Copy out every one of the entries below, swapping each occurrence of "pick out" for "locate" and leaving every other character as it stands.

___ DATA SECTION ___

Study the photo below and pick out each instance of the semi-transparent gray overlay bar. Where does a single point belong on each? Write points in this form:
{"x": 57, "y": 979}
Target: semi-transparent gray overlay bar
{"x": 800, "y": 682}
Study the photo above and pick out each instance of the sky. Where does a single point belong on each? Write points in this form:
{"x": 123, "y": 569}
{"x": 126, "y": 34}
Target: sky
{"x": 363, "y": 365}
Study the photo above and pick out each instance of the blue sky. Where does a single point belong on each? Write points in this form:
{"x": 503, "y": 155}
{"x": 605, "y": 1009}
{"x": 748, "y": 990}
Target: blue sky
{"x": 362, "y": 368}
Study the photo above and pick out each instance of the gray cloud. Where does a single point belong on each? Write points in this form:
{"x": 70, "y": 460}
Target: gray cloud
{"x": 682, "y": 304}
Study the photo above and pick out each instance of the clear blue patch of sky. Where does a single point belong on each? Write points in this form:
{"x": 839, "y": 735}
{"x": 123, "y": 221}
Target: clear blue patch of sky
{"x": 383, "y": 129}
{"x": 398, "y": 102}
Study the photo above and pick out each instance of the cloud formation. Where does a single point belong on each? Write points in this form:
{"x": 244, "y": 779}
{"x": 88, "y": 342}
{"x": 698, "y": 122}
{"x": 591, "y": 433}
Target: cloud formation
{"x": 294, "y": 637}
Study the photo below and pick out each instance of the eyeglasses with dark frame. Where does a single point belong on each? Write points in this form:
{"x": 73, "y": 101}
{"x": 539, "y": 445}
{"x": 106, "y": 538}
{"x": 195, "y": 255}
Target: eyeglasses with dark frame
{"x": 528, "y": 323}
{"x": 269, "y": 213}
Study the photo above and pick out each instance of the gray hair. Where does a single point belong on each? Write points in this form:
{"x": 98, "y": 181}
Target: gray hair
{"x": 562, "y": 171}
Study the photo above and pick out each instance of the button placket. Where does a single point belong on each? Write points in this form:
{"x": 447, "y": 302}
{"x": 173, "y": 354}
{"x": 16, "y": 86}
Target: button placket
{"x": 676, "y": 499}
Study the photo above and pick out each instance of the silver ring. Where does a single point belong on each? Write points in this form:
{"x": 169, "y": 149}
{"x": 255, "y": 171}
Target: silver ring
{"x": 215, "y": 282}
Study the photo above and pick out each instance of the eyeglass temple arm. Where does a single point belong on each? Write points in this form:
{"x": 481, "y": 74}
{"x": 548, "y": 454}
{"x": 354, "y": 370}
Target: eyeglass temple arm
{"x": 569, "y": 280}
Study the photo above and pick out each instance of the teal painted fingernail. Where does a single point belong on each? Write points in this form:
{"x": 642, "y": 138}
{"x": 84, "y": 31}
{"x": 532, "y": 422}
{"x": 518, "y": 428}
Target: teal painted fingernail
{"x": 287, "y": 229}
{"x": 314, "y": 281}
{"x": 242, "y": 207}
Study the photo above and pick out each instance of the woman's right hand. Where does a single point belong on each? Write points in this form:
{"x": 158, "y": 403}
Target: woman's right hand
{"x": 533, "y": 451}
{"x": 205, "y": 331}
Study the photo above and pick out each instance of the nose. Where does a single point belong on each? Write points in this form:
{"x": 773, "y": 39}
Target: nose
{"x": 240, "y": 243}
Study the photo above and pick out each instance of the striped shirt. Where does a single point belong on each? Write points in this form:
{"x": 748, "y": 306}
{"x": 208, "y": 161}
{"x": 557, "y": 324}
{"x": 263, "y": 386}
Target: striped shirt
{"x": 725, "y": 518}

___

> **CORRECT RESPONSE**
Study the photo below and locate each instance of the semi-transparent gray overlay bar. Where does a single point belong on each? Write points in this form:
{"x": 57, "y": 979}
Target: semi-transparent gray overlay bar
{"x": 800, "y": 682}
Study the photo above and locate each instance of the sky. Where does a single point belong on each? Write points in this form:
{"x": 123, "y": 569}
{"x": 126, "y": 34}
Target: sky
{"x": 363, "y": 365}
Study the photo above and locate each instance of the blue sky. Where does a single point belong on each? Write points in this form:
{"x": 503, "y": 155}
{"x": 605, "y": 1009}
{"x": 748, "y": 990}
Target: blue sky
{"x": 362, "y": 368}
Study the photo above and locate each instance of the gray cloud. Where does a single point belong on each? Write points in this form:
{"x": 70, "y": 460}
Target: gray cloud
{"x": 682, "y": 304}
Study the photo above and locate each instance of the clear blue patch of sky. Where does a single point belong on each? Write points in this form:
{"x": 839, "y": 735}
{"x": 123, "y": 221}
Target: clear blue patch of sky
{"x": 383, "y": 129}
{"x": 398, "y": 102}
Study the photo above and locate each instance of the cloud formation. Where does a single point belong on each? Write points in this form:
{"x": 244, "y": 779}
{"x": 88, "y": 342}
{"x": 698, "y": 122}
{"x": 591, "y": 433}
Target: cloud formation
{"x": 294, "y": 637}
Study the photo below and locate each instance of the eyeglasses with dark frame. Where does a single point belong on each? Write points in this form:
{"x": 73, "y": 101}
{"x": 539, "y": 445}
{"x": 106, "y": 538}
{"x": 195, "y": 255}
Target: eyeglasses with dark frame
{"x": 528, "y": 323}
{"x": 269, "y": 213}
Study the photo above and locate each instance of the gray hair. Where does a single point belong on each? Write points in this form:
{"x": 98, "y": 181}
Target: gray hair
{"x": 562, "y": 171}
Study the photo above and locate each instance of the button placket. Where does a single point belong on each? Write points in this form:
{"x": 447, "y": 302}
{"x": 173, "y": 354}
{"x": 16, "y": 86}
Target: button placket
{"x": 676, "y": 499}
Study the photo above and locate each instance of the silver ring. Where does a single point belong on each? Write points in this form:
{"x": 169, "y": 149}
{"x": 255, "y": 171}
Target: silver ring
{"x": 215, "y": 282}
Study the photo above and locate each instance of the eyeglass temple arm. Where does a single point belong on each? Write points in this form:
{"x": 481, "y": 74}
{"x": 548, "y": 454}
{"x": 354, "y": 370}
Target: eyeglass temple arm
{"x": 569, "y": 280}
Study the photo above and locate each instance of the teal painted fingernail. Where does a single point belong on each? Write points in this form:
{"x": 642, "y": 138}
{"x": 84, "y": 31}
{"x": 532, "y": 422}
{"x": 518, "y": 428}
Target: teal painted fingernail
{"x": 287, "y": 229}
{"x": 314, "y": 281}
{"x": 242, "y": 207}
Study the photo above and locate each instance of the woman's right hand. Where does a single point belong on each? Write points in this form:
{"x": 158, "y": 403}
Target: woman's right hand
{"x": 533, "y": 451}
{"x": 205, "y": 331}
Study the photo above and locate each instance of the nose. Where does a single point belong on each? Write points in this form:
{"x": 773, "y": 39}
Target: nose
{"x": 240, "y": 243}
Study the photo above and locate each instance of the striped shirt. Where does a single point belong on each? Write points in this form:
{"x": 748, "y": 306}
{"x": 208, "y": 161}
{"x": 557, "y": 324}
{"x": 263, "y": 386}
Target: striped shirt
{"x": 725, "y": 518}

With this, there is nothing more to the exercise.